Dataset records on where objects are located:
-- -- --

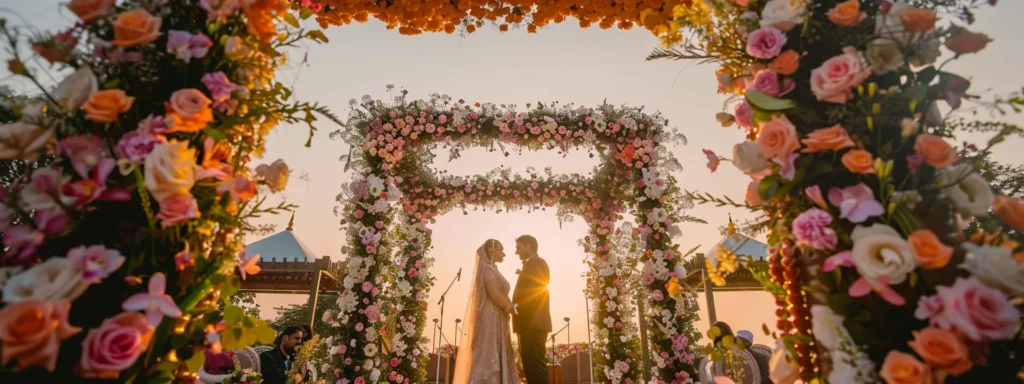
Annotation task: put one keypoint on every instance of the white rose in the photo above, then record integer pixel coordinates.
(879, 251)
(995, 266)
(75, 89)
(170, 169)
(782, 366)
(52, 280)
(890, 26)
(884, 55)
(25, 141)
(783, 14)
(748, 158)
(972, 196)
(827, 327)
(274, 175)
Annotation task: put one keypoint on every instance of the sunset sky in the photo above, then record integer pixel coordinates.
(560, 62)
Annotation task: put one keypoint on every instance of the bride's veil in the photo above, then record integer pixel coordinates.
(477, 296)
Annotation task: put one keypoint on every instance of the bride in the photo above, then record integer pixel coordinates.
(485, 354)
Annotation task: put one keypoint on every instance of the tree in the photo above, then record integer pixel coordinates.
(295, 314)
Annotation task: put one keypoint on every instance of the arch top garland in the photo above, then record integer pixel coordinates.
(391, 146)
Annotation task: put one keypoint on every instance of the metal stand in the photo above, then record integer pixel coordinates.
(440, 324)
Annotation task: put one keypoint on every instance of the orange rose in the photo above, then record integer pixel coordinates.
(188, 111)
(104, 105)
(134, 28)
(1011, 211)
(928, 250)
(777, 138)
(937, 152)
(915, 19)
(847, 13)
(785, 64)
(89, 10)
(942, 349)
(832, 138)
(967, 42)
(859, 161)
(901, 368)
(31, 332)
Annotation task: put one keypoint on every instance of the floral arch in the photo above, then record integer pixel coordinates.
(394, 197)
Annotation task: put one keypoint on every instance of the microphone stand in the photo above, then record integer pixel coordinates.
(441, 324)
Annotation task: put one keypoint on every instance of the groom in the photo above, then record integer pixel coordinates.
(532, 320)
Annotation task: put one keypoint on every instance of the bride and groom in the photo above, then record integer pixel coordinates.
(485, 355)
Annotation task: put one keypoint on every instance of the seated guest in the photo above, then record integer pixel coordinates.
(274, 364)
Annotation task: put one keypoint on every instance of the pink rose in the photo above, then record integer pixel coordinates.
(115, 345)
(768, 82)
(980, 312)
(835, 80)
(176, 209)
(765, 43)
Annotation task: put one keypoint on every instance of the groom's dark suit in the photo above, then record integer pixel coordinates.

-- -- --

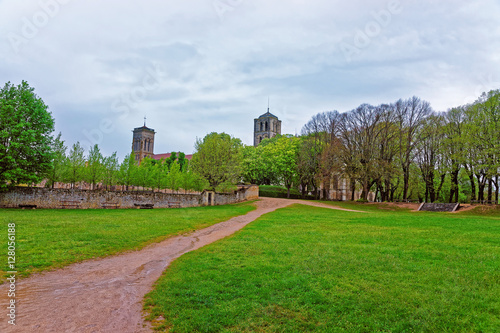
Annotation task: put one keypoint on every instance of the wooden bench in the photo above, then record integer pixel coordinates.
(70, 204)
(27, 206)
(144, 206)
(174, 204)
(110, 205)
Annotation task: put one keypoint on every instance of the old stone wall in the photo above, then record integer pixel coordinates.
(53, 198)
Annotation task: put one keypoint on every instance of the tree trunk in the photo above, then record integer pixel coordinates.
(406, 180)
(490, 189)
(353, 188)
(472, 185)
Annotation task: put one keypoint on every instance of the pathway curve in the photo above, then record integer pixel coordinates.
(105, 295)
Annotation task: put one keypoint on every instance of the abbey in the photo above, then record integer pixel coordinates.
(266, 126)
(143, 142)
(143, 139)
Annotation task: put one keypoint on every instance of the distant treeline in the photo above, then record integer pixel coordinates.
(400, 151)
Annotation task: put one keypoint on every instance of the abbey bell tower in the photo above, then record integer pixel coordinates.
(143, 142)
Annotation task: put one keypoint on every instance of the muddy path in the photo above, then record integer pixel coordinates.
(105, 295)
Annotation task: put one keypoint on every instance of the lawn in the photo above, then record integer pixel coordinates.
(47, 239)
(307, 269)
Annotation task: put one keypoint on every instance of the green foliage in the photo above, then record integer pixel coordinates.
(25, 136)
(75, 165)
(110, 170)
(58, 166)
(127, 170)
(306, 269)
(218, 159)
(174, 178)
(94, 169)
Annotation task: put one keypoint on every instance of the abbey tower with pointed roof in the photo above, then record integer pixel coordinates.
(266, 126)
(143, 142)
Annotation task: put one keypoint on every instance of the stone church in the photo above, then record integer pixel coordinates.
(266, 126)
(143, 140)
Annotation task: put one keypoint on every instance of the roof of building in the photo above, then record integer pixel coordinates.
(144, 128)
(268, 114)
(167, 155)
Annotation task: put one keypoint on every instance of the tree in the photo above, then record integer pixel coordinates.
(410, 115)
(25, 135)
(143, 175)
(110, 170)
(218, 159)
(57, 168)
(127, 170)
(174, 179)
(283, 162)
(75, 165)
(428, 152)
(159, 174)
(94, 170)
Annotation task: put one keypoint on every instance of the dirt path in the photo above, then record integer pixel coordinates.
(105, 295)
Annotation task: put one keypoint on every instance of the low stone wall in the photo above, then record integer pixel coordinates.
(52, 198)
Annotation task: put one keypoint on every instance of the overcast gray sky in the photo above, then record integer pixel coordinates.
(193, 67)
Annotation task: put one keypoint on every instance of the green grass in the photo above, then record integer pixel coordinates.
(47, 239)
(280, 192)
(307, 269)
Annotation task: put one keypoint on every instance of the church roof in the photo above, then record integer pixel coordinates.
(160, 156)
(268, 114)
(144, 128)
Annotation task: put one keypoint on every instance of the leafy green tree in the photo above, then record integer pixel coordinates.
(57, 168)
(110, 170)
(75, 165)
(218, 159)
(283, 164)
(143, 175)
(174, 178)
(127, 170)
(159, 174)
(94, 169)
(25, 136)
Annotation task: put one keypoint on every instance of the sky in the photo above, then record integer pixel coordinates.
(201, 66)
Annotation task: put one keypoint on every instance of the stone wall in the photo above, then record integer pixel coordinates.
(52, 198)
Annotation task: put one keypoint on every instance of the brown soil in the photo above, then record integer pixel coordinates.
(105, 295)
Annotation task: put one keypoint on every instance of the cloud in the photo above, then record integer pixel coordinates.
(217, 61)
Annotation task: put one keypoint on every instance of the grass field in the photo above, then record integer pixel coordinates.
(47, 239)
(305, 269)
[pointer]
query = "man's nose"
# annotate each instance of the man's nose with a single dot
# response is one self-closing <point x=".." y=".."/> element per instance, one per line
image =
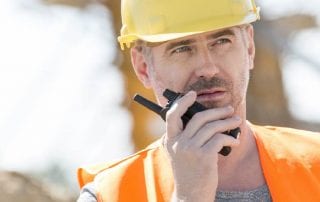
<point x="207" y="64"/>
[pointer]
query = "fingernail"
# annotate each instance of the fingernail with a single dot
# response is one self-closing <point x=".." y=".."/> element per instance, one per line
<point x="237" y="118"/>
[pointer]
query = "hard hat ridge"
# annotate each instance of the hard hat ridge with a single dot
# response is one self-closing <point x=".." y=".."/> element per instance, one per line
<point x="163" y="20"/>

-- -- --

* WHAT IS ASKED *
Pick out and copy every line of the material above that contains the string "with". The match is case-sensitive.

* FULL ANSWER *
Annotation task: put one keypoint on every instance of the abbey tower with pointed roof in the photo above, then record integer pixel coordinates.
# annotate each instance of the man's nose with a single dot
# annotate each instance of the fingernail with a single dot
# annotate each instance of the hard hat ridge with a single dot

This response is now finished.